Фрагмент текста:
Биография и воспоминания
теги: анализ, исследования, Николай Оцуп

В статье впервые исследуется восприятие поэтом и литературоведом Русского Зарубежья Н. А. Оцупом творчества Н. С. Гумилёва. Биографическая близость Гумилёва и Оцупа подтверждает влияние поэта-акмеиста на становление личности его младшего современника. В статье критически рассматриваются диссертация Оцупао Гумилёве, его воспоминания и стихотворения о поэте.

Для литературы Русского Зарубежья имя Николая Степановича Гумилёва всегда имело особый смысл: «Увлеченность его поэзией проявлялась в зарубежье устойчиво, по нарастающей. К десятилетию со дня его смерти появилось в зарубежной печати больше откликов, чем к десятилетию со дня смерти Блока» [1, с. 13]. В различных центрах эмиграции организовывались многочисленные группы, воссоздававшие гумилёвский Цех поэтов. Подобные объединения существовали в Баку, Берлине, Константинополе, Париже, Праге, Риге, Таллинне, Тарту, Харбине, Шанхае. Образ Гумилёва стал для Русского Зарубежья символом мужества, чести, верности долгу. Интерес к личности способствовал новому восприятию творчества поэта. В. П. Крейд отмечает, что «в самом начале эмиграции в русских газетах и журналах Парижа, Берлина, Риги, Харбина и других городов появилось больше очерков, статей, рецензий о Гумилёве, чем за всю его жизнь» [1, с. 21].

Причиной пристального внимания со стороны Русского Зарубежья к личности и творчеству Гумилёва были не только обстоятельства трагической гибели поэта, но и многочисленные публикации его друзей, учеников, единомышленников, которые стремились сохранить память о поэте, передать его творчество последующему поколению. Они как никто осознавали, что Гумилёв, к сожалению, в силу разных причин не был оценен при жизни. Признание поэта, состоявшееся уже после его гибели, свидетельствует о том, что творчество Гумилёва не было сиюминутным, оно принадлежало будущему. Его поэзия служила поддержкой заключенным в ГУЛАГе, бойцам в окопах Великой Отечественной войны. Стихами Гумилёва признавались в любви, его жизненный пример часто способствовал самоопределению читателей. Творчество поэта вдохновляло авторов, живущих и в Советском Союзе, и за его пределами. Неслучайно первые собрания сочинений поэта, первые диссертации и монографии о Гумилёве появились именно в эмиграции. Русское Зарубежье было центром гумилёвоведения вплоть до второй половины 1980-х годов, и лишь с перестройкой творчество поэта стало всесторонне изучаться на Родине.

Одним из авторитетных исследователей творчества Н. С. Гумилёва в Русском Зарубежье был Н. А. Оцуп. Ему принадлежат первая диссертация о поэте, статьи, воспоминания, стихотворения. Николай Авдеевич Оцуп был одним из учеников, друзей Гумилёва. Он близко общался с поэтом последние три года его жизни: с 1918 по 1921. Именно этот период многие исследователи называют самым ярким и плодотворным в творчестве Гумилёва. Поэты вместе работали во втором Цехе поэтов, сотрудничали в издательстве «Всемирная литература».

Исходные материалы:
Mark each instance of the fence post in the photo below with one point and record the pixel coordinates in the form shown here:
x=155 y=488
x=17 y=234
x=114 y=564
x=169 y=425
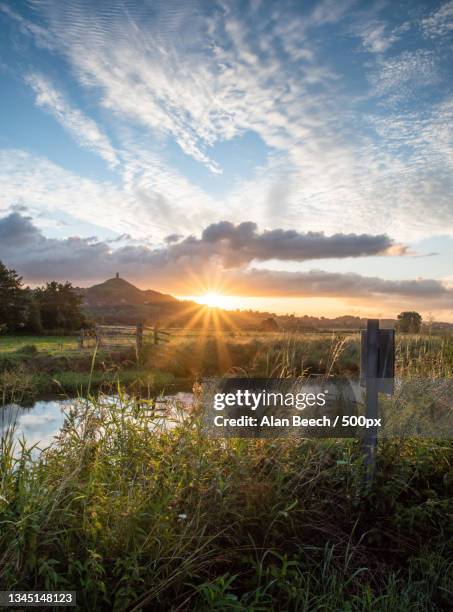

Задания для выполнения:
1/ Перепишите без изменений отрывок из текста о Гумилёве между словами «Биография и воспоминания» и «стихотворения о поэте.», включая их.
2/ Назовите все виды работ о поэте, которые, согласно тексту о Гумилёве, принадлежат Н. А. Оцупу.
Приведённые строки в работе не используются.

Решения по заданиям:
1/
Биография и воспоминания
теги: анализ, исследования, Николай Оцуп

В статье впервые исследуется восприятие поэтом и литературоведом Русского Зарубежья Н. А. Оцупом творчества Н. С. Гумилёва. Биографическая близость Гумилёва и Оцупа подтверждает влияние поэта-акмеиста на становление личности его младшего современника. В статье критически рассматриваются диссертация Оцупао Гумилёве, его воспоминания и стихотворения о поэте.

2/ Первая диссертация о поэте, статьи, воспоминания, стихотворения.